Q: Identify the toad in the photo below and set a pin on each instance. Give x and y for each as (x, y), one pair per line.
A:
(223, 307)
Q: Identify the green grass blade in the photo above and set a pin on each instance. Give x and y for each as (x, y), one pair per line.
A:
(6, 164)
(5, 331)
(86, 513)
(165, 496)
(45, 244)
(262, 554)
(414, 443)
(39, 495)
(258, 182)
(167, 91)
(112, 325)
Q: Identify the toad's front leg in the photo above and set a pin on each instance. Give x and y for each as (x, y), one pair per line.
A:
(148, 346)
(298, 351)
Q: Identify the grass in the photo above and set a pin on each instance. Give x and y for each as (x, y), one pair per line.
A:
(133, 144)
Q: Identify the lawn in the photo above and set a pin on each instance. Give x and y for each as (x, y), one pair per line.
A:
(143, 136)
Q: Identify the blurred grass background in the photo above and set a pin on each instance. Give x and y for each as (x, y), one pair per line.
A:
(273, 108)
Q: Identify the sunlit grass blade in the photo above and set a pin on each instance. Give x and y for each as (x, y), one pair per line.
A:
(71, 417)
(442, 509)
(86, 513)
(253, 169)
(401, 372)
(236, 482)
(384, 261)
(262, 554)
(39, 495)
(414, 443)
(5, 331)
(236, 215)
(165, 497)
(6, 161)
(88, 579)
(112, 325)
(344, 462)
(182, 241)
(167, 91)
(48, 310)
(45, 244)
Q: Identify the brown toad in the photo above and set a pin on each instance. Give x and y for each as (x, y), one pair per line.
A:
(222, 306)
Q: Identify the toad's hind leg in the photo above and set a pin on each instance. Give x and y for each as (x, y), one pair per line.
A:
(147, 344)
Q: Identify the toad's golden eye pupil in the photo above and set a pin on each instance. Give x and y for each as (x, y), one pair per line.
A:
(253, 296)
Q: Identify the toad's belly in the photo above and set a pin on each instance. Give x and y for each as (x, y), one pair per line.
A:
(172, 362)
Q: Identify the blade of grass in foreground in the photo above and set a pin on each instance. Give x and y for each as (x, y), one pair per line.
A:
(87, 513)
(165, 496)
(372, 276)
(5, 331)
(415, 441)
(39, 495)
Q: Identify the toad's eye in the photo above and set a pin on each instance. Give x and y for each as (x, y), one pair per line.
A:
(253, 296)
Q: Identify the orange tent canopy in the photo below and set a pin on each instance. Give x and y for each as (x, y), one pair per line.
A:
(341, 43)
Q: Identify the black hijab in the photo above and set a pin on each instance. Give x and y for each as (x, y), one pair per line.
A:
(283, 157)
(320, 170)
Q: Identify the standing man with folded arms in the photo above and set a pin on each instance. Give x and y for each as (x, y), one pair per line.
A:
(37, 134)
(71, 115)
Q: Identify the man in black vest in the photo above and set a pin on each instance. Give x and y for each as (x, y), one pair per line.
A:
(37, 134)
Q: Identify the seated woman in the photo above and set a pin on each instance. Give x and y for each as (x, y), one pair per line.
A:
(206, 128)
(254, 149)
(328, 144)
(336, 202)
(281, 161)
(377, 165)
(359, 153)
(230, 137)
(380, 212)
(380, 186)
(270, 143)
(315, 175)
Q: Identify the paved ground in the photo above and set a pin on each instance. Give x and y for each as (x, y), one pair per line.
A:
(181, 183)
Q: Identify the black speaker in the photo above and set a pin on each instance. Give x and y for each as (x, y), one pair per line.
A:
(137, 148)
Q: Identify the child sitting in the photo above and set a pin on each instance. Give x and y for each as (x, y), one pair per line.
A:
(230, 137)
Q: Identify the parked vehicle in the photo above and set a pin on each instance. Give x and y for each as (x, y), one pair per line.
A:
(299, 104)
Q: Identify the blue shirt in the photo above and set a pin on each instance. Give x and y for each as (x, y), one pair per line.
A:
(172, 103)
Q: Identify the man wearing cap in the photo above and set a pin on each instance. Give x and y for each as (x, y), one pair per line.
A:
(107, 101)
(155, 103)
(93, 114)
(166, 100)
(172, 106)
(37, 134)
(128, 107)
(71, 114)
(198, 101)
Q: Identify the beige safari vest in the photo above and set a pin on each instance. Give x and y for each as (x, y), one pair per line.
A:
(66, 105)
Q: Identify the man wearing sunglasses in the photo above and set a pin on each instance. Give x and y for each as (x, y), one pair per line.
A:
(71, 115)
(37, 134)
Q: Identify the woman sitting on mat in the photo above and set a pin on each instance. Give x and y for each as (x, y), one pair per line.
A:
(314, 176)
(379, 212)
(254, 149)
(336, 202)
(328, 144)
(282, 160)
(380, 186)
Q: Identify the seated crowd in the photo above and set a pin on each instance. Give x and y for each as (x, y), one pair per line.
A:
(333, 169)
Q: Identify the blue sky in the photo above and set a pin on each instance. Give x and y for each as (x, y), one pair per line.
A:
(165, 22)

_ _ _ _ _ _ _

▸ What you will do: Restate the entries above, keeping every word intact.

▸ Written solution:
Q: Identify the toad in the photo below and set a pin on each instance. Give x and y for each as (x, y), one pair per line.
A:
(223, 307)
Q: Identify the green grass blade in the photo above and set a pin on each instance. Give x and y for each as (x, y), one pair per line.
A:
(6, 164)
(5, 331)
(86, 513)
(165, 496)
(45, 244)
(262, 554)
(414, 443)
(39, 495)
(258, 182)
(167, 91)
(112, 325)
Q: Identify the toad's front leg in the photo above and set a pin on each instance. Give x and y for each as (x, y), one pair per line.
A:
(148, 346)
(298, 351)
Q: Identify the grass in the photo above and set a pin on each instance. Give x and y for each as (x, y), one pair per line.
A:
(133, 144)
Q: Identify the lawn in the photo above and set a pin on each instance. Give x and y for each as (x, y), one pair per line.
A:
(143, 136)
Q: Identify the blurred grass background in the photo above and set a pin on each instance. Give x and y for each as (x, y), one pair per line.
A:
(273, 108)
Q: Identify the sunlit grass blade in the photo above and set a pin on each instance. Give x and y for each as (x, y), one pair per line.
A:
(71, 417)
(442, 509)
(86, 513)
(253, 169)
(401, 372)
(236, 482)
(384, 261)
(262, 554)
(39, 495)
(414, 443)
(5, 331)
(236, 215)
(165, 497)
(6, 161)
(88, 579)
(112, 325)
(344, 462)
(182, 241)
(167, 91)
(48, 310)
(45, 244)
Q: Identify the brown toad in the photo above and set a pin on each instance. Give x and y for each as (x, y), one pair per line.
A:
(222, 306)
Q: Identify the toad's hind leg in the photo above and set a pin on each instance. Give x and y for each as (x, y), one pair per line.
A:
(147, 344)
Q: Identify the toad's golden eye pupil in the photo above and set a pin on each instance. Give x and y for each as (x, y), one pair per line.
A:
(253, 296)
Q: Identify the toad's belly in the photo above and set a pin on each instance. Give x and y for each as (x, y), one pair per line.
A:
(172, 362)
Q: Identify the blade of grass in foreground in the photo above and set a pin on each instance. Give x and y for each as (x, y), one pair per line.
A:
(87, 513)
(165, 496)
(372, 276)
(5, 331)
(415, 441)
(39, 495)
Q: Identify the toad's eye in the photo above and set a pin on each instance. Give x and y for each as (x, y), one pair per line.
A:
(253, 296)
Q: Identify the orange tent canopy in the photo below and set a pin on each instance. Give x and y for each as (x, y), one pair per line.
A:
(341, 43)
Q: Identify the black hijab in the photo above and set a pin on each instance. Give x and y for each as (x, y), one pair per line.
A:
(283, 157)
(320, 170)
Q: Identify the standing man with folded arms in the photo above and set a pin on each instance. Give x and y for each as (x, y), one pair per line.
A:
(37, 134)
(71, 115)
Q: Identify the man in black vest in the photo above and set a pin on each instance. Give x and y for each as (x, y), one pair per line.
A:
(37, 134)
Q: Identify the seated woman in the photo above and set a pin on each instance. Give x and y for each as (x, y), one pair per line.
A:
(206, 128)
(254, 149)
(328, 144)
(336, 202)
(281, 161)
(377, 165)
(359, 153)
(230, 137)
(380, 212)
(380, 186)
(270, 143)
(315, 175)
Q: Identify the paved ground in the photo above and set a pin on each instance. Give x and y for each as (x, y), one pair per line.
A:
(181, 183)
Q: Identify the black speaker in the photo above and set a pin on each instance. Give x and y for each as (x, y), one pair per line.
A:
(137, 148)
Q: Identify the child sitting in the photo above and set a pin on each instance. Give x and y for each as (x, y), one pair per line.
A:
(230, 137)
Q: Identify the parked vehicle in the photo above and set a pin on each instance. Give x and y for each as (x, y), one pair per line.
A:
(299, 104)
Q: Identify the blue shirt in the photo above and set a pin on each instance. Give x and y for each as (x, y), one pair per line.
A:
(172, 103)
Q: Identify the man wearing cap in the photo above and set a pin on each instance. Give x and y for each as (x, y), one pair per line.
A:
(107, 101)
(155, 103)
(93, 114)
(166, 100)
(172, 106)
(37, 134)
(128, 107)
(71, 114)
(198, 101)
Q: Identify the beige safari vest in the photo above and set a pin on each instance. Give x and y for each as (x, y), one pair per line.
A:
(66, 105)
Q: Identify the man wearing sunglasses in the photo above and set a pin on each instance. Give x and y for each as (x, y), one pair per line.
A:
(71, 115)
(37, 134)
Q: Identify the woman sitting on mat in the photo above and set a pin on each instance. Give x and y for each as (x, y), one pair per line.
A:
(314, 176)
(379, 212)
(254, 149)
(336, 202)
(328, 144)
(282, 160)
(380, 186)
Q: Identify the seated crowd in the photo above and set a pin on each instance. Give x and y for each as (x, y), one pair per line.
A:
(333, 169)
Q: Identify the blue sky in the photo above and set a pin on each instance. Give x and y for each as (x, y), one pair per line.
A:
(165, 22)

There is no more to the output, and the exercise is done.